- [Excerpted passage]:
Begin
Monday, March 28, 2005

Camping Recipes: Nordic Stew

Ok, this barely qualifies as stew, and hails from nowhere near ScandiHoovania. So, why the moniker of 'Nordic Stew'? Like so many things, grasshopper, ya had to be there.

Back in the late '80s, I was hanging out with Little Bee Boy and a crew of Hanszen-ites from Rice U. I was in the School Of Hard Knocks, due to a miserable 1st year in college and subsequent ejection, and Little Bee Boy was attending Cougar High. We hooked up with the dipsomaniacal brainiacs from Rice through a mutual friend from high school attending Rice, though he was at Brown College.

Mass consumption of intoxicants was the standing order of the day, every day. After I'd get off of work, and they'd get out of class, we'd meet up somewhere in the city, and continue in our foolish endeavours. Every so often, we'd blow town and head out to a campground to drink our beer and smoke the marijohoonie out amongst the trees.

Prior to one trip out into the underbrush, we were already half-baked on Heineken and a fat minnow of ditchweed, and attempted to buy the provisions for the weekend at the local Fiesta Supermercado. After loading up on 12-packs and Twinkies, we couldn't agree on what to cook for the Saturday evening meal. We knew it had to be easy to prepare, as we would more than likely be hammered, and also compatible with various hallucinatory compounds that were likely to be coursing through our brains.
End
Records from a point annotation dataset:
Begin
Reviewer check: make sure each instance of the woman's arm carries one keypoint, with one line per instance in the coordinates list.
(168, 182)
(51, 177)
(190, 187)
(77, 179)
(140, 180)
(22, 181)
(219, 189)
End
- [Prompt]: Pick up the Nordic Stew post after its last sentence and write what comes next. The listing has no connection to the Nordic Stew post.

- [Reply]:
We finally decided to head our separate ways, and each come back to the cart with a unique ingredient. We vowed that whatever food items returned would all be put in the same pot, and all consumed for the meal. Therefore, choose your comestibles wisely, lest ye be eating Jellybean Primavera!

The shoppers dispersed, and returned in 10 minutes bearing some odd choices. From one person came a loaf of crusty bread and a bottle of Lea & Perrins White Wine Worcestershire sauce. From another came a 2 lb. brick of Monterey Jack cheese. A package of jumbo hot dogs joined the pile. Finally, the pièce de résistance, a can of fava beans. See, at the time we didn't know they were fava beans, or for that matter, what the hell fava beans were. These were off the "international food" aisles of Fiesta, and all the writing was in Arabic, except for two words. "Foul Mudammas".

OK, we were pretty toasted, but we still couldn't stop giggling about a can of something 'Foul'. We had no clue as to the contents, but it was in the cart, it was edible, and by damn, it was going into the stew!

Fast forward to the evening meal: The Coleman Stove gets fired up. The hot dogs were sliced and put into the pot to sear, along with a little of the white wine worcestershire sauce. The can of "Foul Mudammas" (actually a mix of fava beans, lemon juice, tahini, garlic, & olive oil) gets cracked open, and we ooh and ahh at the huge beans in the thick liquid. Into the pot it goes. We start throwing in chunks of the cheese, and I'm pretty sure a bit of beer got splashed in. More worcestershire sauce to taste, and after a while, it melted down into a thick gooey mess.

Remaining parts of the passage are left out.